Friday, January 11, 2013

GUEST BLOGGER: EMILY OLSON

Hna. Olson on her last day in Barcelona
Lately I've been experiencing some miracles of a returned missionary that have been incredibly gratifying, and have served as reminders to me of the greatness of the Lord's work.  Allow me to explain:

I'll start at the beginning.  Shortly after coming home from the mission, I started losing track of and contact with converts and members I'd come to love during my eighteen months in Spain.  I decided I would be better about maintaining contact by sending out mass emails every few months or so with updates on how I've been, what I'm doing, and with my testimony.  Most, if not all, of my dearest friends and I have been able to check in with each other this way over the last three years, and still stay close.  Facebook has also been an excellent tool in this regard, and the primary reason I still have an account is because it connects me to the daily lives of so many people I met on my mission.  One of my converts in my last area, however, never responded to my messages-neither to personal emails I sent him.  I wondered if he wasn't receiving them; I wondered if I had offended him and he'd never bothered to tell me.  But every few months, I would still include his name on mass letters, and I would check to see if he'd set up a Facebook profile.  After a year or so of this, I gave up, and though he would frequently cross my mind (because who doesn't still think about the mission daily?) I figured I'd never hear from him again.

Fast-forward a year and a half: after some personal spiritual slumps, all of a sudden, everyone I love is deciding to go on a mission.   I'm asked to teach temple prep in my ward.  I resolve to be a better member missionary by inviting myself to appointments with the elders serving where I am living.  I start having dreams in Spanish again.  I am reminded just how much my time in Spain meant to me with every farewell talk I hear over a pulpit, every testimony I hear shared in an appointment.  My sister is called to Lima, Peru.  An amazing convert who becomes my best friend and eventually my boyfriend is called to Calgary, Canada.  My cousin is off to North Carolina in a couple of months, and two more are going to British Columbia and coming home from Winnipeg.  My former roommate is excited to leave for Milan, Italy, and a current roommate is starting to fill out her papers for spring.  With the missionary age lowering, it seems that everyone is embracing the call to enact the Lord's work and it has only served to show me all over again the many blessings that came from my own service.  

But that last convert in my last area - I still didn't know what's going on with him, and he was coming to mind more and more frequently as a result of all these events happening with friends and family going on missions.  Eventually (and I should have thought to do this well before) I decided that I would start praying for the chance to hear from him.  I prayed more fervently for the people I left behind in Spain - members or not - and finally, one day, I felt prompted to look for this convert once again on Facebook.  I plugged in his email, and a profile came up with his name!  I immediately added him as a friend and sent along a message saying hello.  A few months went by with no response, and then finally, I got a message back right before Christmas.  We spent the next few days catching up and talking about how things are going for him.  He hasn't been able to attend church as often as he was before, since he found a job working at Ikea that makes him work Sundays, but we reminisced and it was a joy hearing from him again. Working on Sundays has taken a toll on him, and he recognizes that he needs to go back to church and put the Lord first in order to be happy again.  I didn't want to make him feel more guilty than he already did for not attending, but did say, with the same frankness I'd employ as a missionary, that re-embracing daily scripture study, prayer, and church attendance were part of keeping the covenants he so enthusiastically made at baptism.  Not too long after our conversation, I received a follow-up message that among other things said that his faith was renewed, and his desires to keep his covenants along with it.  He thanked me for having spoken with him so plainly, and told me I was family to him.
───
→ Action item A
List every place named in the guest post as somewhere the writer's sister, friends, cousins or roommate are serving, have served or will serve a mission.
→ Action item B
Continue the guest post about the returned missionary from its last sentence, in the same voice.

→ Information supplied
───
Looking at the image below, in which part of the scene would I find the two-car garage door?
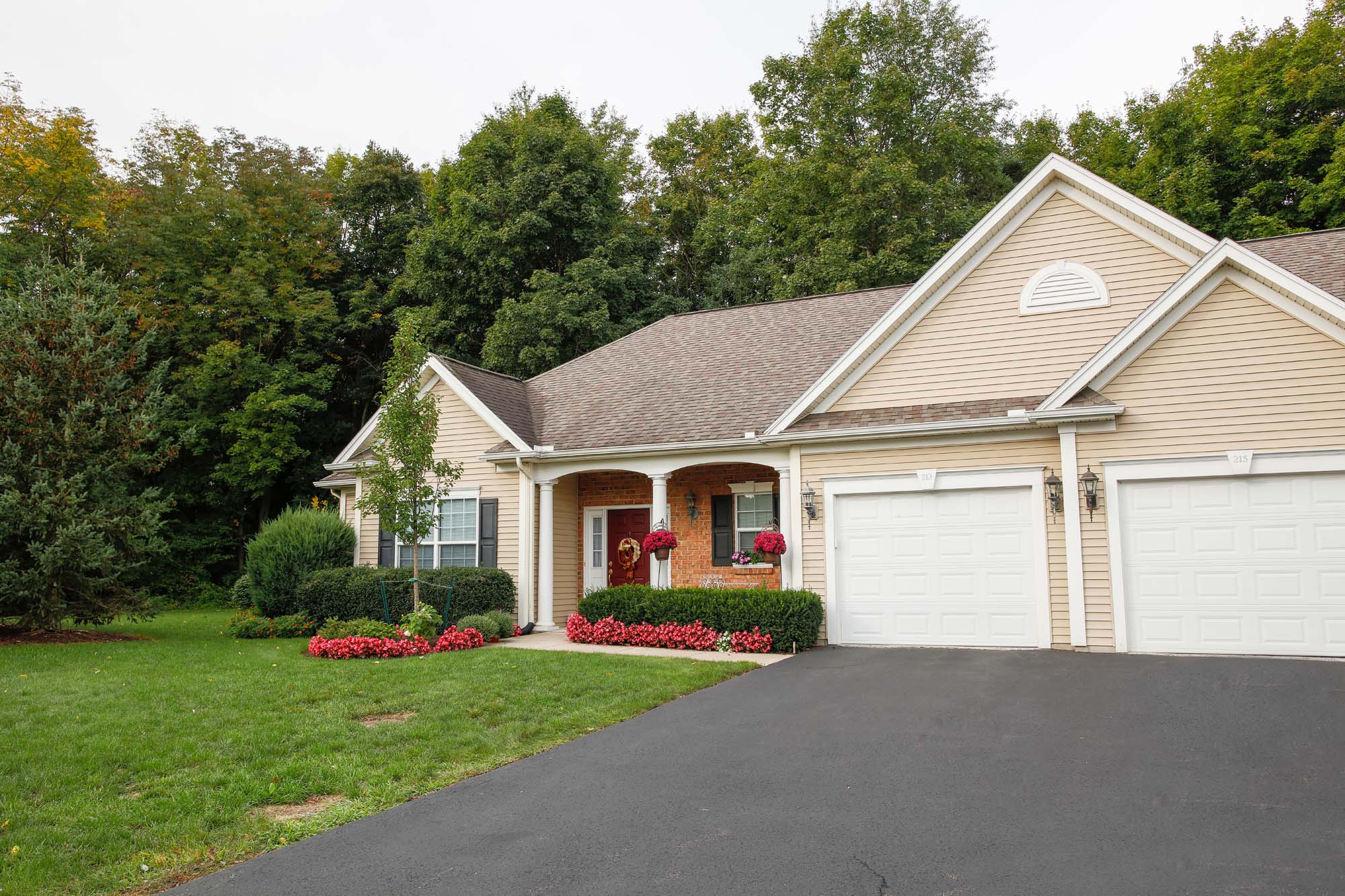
───
→ Final answer A
- Lima, Peru
- Calgary, Canada
- North Carolina
- British Columbia
- Winnipeg
- Milan, Italy

→ Final answer B
It meant so much that I was able to find this convert and be able to help him again, despite the fact that I have been home for almost three years now and all that time had lapsed since we last spoke.  It was a miracle that I was able to establish contact with him when I did, and I have been so blessed in the past few months to feel my own testimony revitalized because of the spirit of missionary work reintroducing itself in my life. 

I know that the Lord is aware of what we need to hear and when we need to hear it, and there's no doubt that He uses His children as instruments to bless one another.  I was able to promise miracles to my convert as a missionary, and after, because I have seen them in my own life and know that they happen when we keep the commandments and continue enduring the way we are commanded to do in 2 Nephi.  I am grateful for the tender mercies that we are shown when we express desire to align our will with the Lord's and do as He would have us do.  Getting back in contact with my convert was a tender mercy for me, and every week when I hear from loved ones on missions, I can reflect on the privilege I had to bear the name of the Savior alongside my own as I went about His work

Emily served in Murcia, Benidorm, Hospitalet and Zaragoza. She returned home in February 2010 and lives in San Luis Obisbo, California, where she is earning a masters degree in English at California Polytechnical State University. She works as a teaching associate at Cal Poly, teaching English 134: Composition.